▶ Request
Omit every picture and output the rest of the records exactly as they are.

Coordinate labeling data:
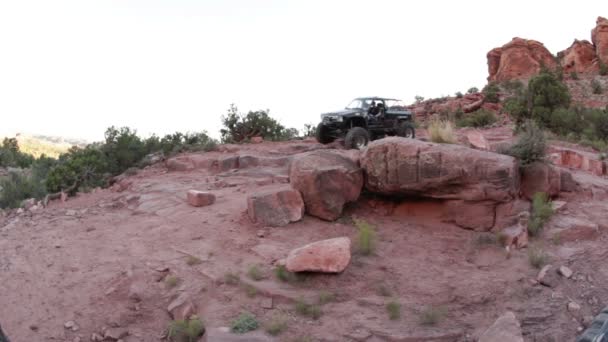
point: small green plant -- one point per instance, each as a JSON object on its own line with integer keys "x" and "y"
{"x": 255, "y": 273}
{"x": 326, "y": 297}
{"x": 232, "y": 278}
{"x": 479, "y": 118}
{"x": 432, "y": 315}
{"x": 187, "y": 330}
{"x": 366, "y": 237}
{"x": 276, "y": 326}
{"x": 393, "y": 308}
{"x": 441, "y": 132}
{"x": 192, "y": 260}
{"x": 541, "y": 212}
{"x": 384, "y": 290}
{"x": 537, "y": 257}
{"x": 530, "y": 145}
{"x": 245, "y": 322}
{"x": 250, "y": 290}
{"x": 171, "y": 281}
{"x": 308, "y": 310}
{"x": 490, "y": 92}
{"x": 596, "y": 87}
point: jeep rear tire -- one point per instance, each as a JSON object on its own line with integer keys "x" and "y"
{"x": 406, "y": 130}
{"x": 356, "y": 138}
{"x": 323, "y": 135}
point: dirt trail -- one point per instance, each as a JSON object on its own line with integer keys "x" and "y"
{"x": 87, "y": 259}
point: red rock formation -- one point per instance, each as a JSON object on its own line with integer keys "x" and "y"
{"x": 579, "y": 57}
{"x": 518, "y": 59}
{"x": 599, "y": 37}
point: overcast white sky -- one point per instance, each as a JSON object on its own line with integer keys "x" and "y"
{"x": 73, "y": 68}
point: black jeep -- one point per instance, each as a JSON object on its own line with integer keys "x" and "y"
{"x": 365, "y": 119}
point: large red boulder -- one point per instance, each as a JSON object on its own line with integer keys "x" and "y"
{"x": 327, "y": 181}
{"x": 579, "y": 57}
{"x": 518, "y": 59}
{"x": 399, "y": 166}
{"x": 599, "y": 37}
{"x": 540, "y": 177}
{"x": 277, "y": 207}
{"x": 328, "y": 256}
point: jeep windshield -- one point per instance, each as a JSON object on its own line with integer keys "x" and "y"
{"x": 395, "y": 104}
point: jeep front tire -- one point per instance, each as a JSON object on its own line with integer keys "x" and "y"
{"x": 357, "y": 138}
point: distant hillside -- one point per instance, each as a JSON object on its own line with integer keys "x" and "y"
{"x": 37, "y": 145}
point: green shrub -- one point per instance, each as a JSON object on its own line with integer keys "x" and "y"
{"x": 479, "y": 118}
{"x": 366, "y": 237}
{"x": 541, "y": 212}
{"x": 530, "y": 145}
{"x": 393, "y": 309}
{"x": 442, "y": 132}
{"x": 245, "y": 322}
{"x": 240, "y": 128}
{"x": 490, "y": 92}
{"x": 537, "y": 257}
{"x": 596, "y": 87}
{"x": 473, "y": 90}
{"x": 19, "y": 186}
{"x": 185, "y": 330}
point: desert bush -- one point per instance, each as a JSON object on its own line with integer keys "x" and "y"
{"x": 541, "y": 212}
{"x": 188, "y": 330}
{"x": 240, "y": 128}
{"x": 393, "y": 308}
{"x": 245, "y": 322}
{"x": 596, "y": 87}
{"x": 473, "y": 90}
{"x": 442, "y": 132}
{"x": 366, "y": 237}
{"x": 18, "y": 186}
{"x": 490, "y": 92}
{"x": 479, "y": 118}
{"x": 11, "y": 155}
{"x": 537, "y": 257}
{"x": 530, "y": 145}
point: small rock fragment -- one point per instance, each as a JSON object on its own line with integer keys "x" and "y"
{"x": 565, "y": 271}
{"x": 573, "y": 307}
{"x": 115, "y": 334}
{"x": 200, "y": 198}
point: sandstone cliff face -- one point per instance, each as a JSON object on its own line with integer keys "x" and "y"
{"x": 579, "y": 57}
{"x": 522, "y": 58}
{"x": 518, "y": 59}
{"x": 599, "y": 37}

▶ Exercise output
point: small green plant -- one point per instance, each as a JSON object on its own line with integer keys "x" and "y"
{"x": 255, "y": 273}
{"x": 326, "y": 297}
{"x": 232, "y": 278}
{"x": 479, "y": 118}
{"x": 432, "y": 315}
{"x": 187, "y": 330}
{"x": 366, "y": 237}
{"x": 276, "y": 326}
{"x": 393, "y": 308}
{"x": 441, "y": 132}
{"x": 192, "y": 260}
{"x": 541, "y": 212}
{"x": 384, "y": 290}
{"x": 537, "y": 257}
{"x": 530, "y": 145}
{"x": 245, "y": 322}
{"x": 250, "y": 290}
{"x": 171, "y": 281}
{"x": 308, "y": 310}
{"x": 490, "y": 92}
{"x": 596, "y": 87}
point: jeep rear tire -- one point per instance, each as a JSON object on its own line with integer keys "x" and "y"
{"x": 406, "y": 130}
{"x": 356, "y": 138}
{"x": 323, "y": 135}
point: dirt trail -- one point per instance, each as a JSON object on its own line with integer keys "x" and "y"
{"x": 87, "y": 259}
point: red rock formation -- one point per instance, each as a JSON object on its own line with integer keys "x" and "y"
{"x": 579, "y": 57}
{"x": 518, "y": 59}
{"x": 599, "y": 37}
point: overcast white sky -- one point per instance, each as a JSON object on its own line with integer keys "x" and "y"
{"x": 73, "y": 68}
point: black jeep -- one point per instance, each as a JSON object on its own line with integer keys "x" and "y"
{"x": 365, "y": 119}
point: large red boulder -- one point per instance, each as a JSON object on its own line with integer keys "x" and "y"
{"x": 327, "y": 181}
{"x": 579, "y": 57}
{"x": 518, "y": 59}
{"x": 399, "y": 166}
{"x": 599, "y": 37}
{"x": 540, "y": 177}
{"x": 277, "y": 207}
{"x": 328, "y": 256}
point: jeep windshield -- one point per instance, each as a JSON object on its own line with integer keys "x" and "y"
{"x": 395, "y": 104}
point: jeep front tire -- one point per instance, each as a JSON object on its own line with integer keys "x" and "y"
{"x": 357, "y": 138}
point: distant hillside -- one point per instance, each as a JSON object on its own line with integer keys "x" and "y"
{"x": 37, "y": 145}
point: green shrub -- one point per instance, each as a JSON object on its own line with integer keys "x" and "y"
{"x": 479, "y": 118}
{"x": 366, "y": 237}
{"x": 541, "y": 212}
{"x": 530, "y": 145}
{"x": 393, "y": 309}
{"x": 442, "y": 132}
{"x": 245, "y": 322}
{"x": 240, "y": 128}
{"x": 490, "y": 92}
{"x": 537, "y": 257}
{"x": 596, "y": 87}
{"x": 473, "y": 90}
{"x": 19, "y": 186}
{"x": 185, "y": 330}
point: desert bush -- one point per instance, each as a JSON object on its own line with integer keys "x" and "y"
{"x": 541, "y": 212}
{"x": 188, "y": 330}
{"x": 240, "y": 128}
{"x": 393, "y": 308}
{"x": 245, "y": 322}
{"x": 596, "y": 87}
{"x": 473, "y": 90}
{"x": 442, "y": 132}
{"x": 366, "y": 237}
{"x": 18, "y": 186}
{"x": 490, "y": 92}
{"x": 479, "y": 118}
{"x": 11, "y": 155}
{"x": 537, "y": 257}
{"x": 530, "y": 145}
point: small rock fragment -- one point per instance, each as a JSON object on its own line with integer keys "x" and "y"
{"x": 565, "y": 271}
{"x": 573, "y": 307}
{"x": 115, "y": 334}
{"x": 200, "y": 198}
point: sandstone cliff face -- one point per instance, each as a JSON object on its own line with integer keys "x" and "y"
{"x": 579, "y": 57}
{"x": 522, "y": 58}
{"x": 518, "y": 59}
{"x": 599, "y": 37}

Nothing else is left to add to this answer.